▶ TASK OBJECTIVE
Everything from the line containing "Question. For every instance of the flat" through the last line of the records must be returned verbatim, and nothing outside that range.

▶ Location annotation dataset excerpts
___

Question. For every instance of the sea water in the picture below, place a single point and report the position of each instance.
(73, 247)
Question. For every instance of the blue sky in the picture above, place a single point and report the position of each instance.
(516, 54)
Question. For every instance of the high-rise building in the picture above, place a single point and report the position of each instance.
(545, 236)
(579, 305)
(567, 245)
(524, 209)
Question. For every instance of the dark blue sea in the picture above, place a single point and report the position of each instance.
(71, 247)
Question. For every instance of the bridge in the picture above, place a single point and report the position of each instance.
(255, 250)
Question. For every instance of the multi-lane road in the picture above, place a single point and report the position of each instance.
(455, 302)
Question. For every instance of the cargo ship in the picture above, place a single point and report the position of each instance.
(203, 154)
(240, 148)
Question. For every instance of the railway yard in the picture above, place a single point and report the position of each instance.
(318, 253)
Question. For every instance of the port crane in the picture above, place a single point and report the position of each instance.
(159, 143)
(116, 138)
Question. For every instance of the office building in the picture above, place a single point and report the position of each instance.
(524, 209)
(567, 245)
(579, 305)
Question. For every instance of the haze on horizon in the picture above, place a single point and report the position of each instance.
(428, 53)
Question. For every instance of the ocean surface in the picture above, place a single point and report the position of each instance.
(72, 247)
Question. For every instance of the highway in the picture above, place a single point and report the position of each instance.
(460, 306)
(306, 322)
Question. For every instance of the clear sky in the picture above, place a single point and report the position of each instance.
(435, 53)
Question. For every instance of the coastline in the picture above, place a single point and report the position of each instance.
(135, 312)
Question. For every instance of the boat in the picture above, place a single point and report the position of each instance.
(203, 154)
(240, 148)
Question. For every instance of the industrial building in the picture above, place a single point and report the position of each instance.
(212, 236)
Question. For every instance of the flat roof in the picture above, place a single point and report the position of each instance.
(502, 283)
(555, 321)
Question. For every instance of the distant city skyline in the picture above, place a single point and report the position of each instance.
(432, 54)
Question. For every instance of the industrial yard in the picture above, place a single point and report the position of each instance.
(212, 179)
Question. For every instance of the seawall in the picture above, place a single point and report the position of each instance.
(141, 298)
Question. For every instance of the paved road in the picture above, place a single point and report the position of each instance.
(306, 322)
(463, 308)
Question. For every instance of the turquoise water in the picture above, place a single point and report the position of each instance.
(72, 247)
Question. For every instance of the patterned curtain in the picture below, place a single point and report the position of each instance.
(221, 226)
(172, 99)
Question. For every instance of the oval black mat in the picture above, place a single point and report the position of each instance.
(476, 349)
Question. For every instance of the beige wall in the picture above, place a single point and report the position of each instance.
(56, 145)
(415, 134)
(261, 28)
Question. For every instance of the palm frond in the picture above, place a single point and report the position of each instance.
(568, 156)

___

▶ COMPLETED TASK
Question. For every instance of the flat roof in the picture above, place a single point and report the position of each instance.
(502, 283)
(555, 321)
Question. For every instance of the distant city skyline in the picture above, place a single point and report the position of each instance.
(432, 54)
Question. For every instance of the industrial yard in the picture above, place a single point and report the position of each instance.
(212, 179)
Question. For every instance of the seawall in the picture above, place a single point and report the position of each instance.
(141, 298)
Question. For every instance of the paved road in the picture above, place a single point and report the position of each instance.
(306, 322)
(463, 308)
Question. For every instance of the turquoise water in the picture above, place a single point and report the position of each instance.
(72, 247)
Question. For every instance of the patterned curtain in the picture below, place a single point and report the position of each instance.
(221, 226)
(172, 99)
Question. For every instance of the oval black mat in the picture above, place a single point and report the position of each instance.
(476, 349)
Question. For every instance of the beige wall in the picture above, place a single point and report the position of each instance.
(56, 145)
(415, 134)
(261, 28)
Question. For every instance of the palm frond in the picture above, place a single point and report the position of each instance.
(568, 156)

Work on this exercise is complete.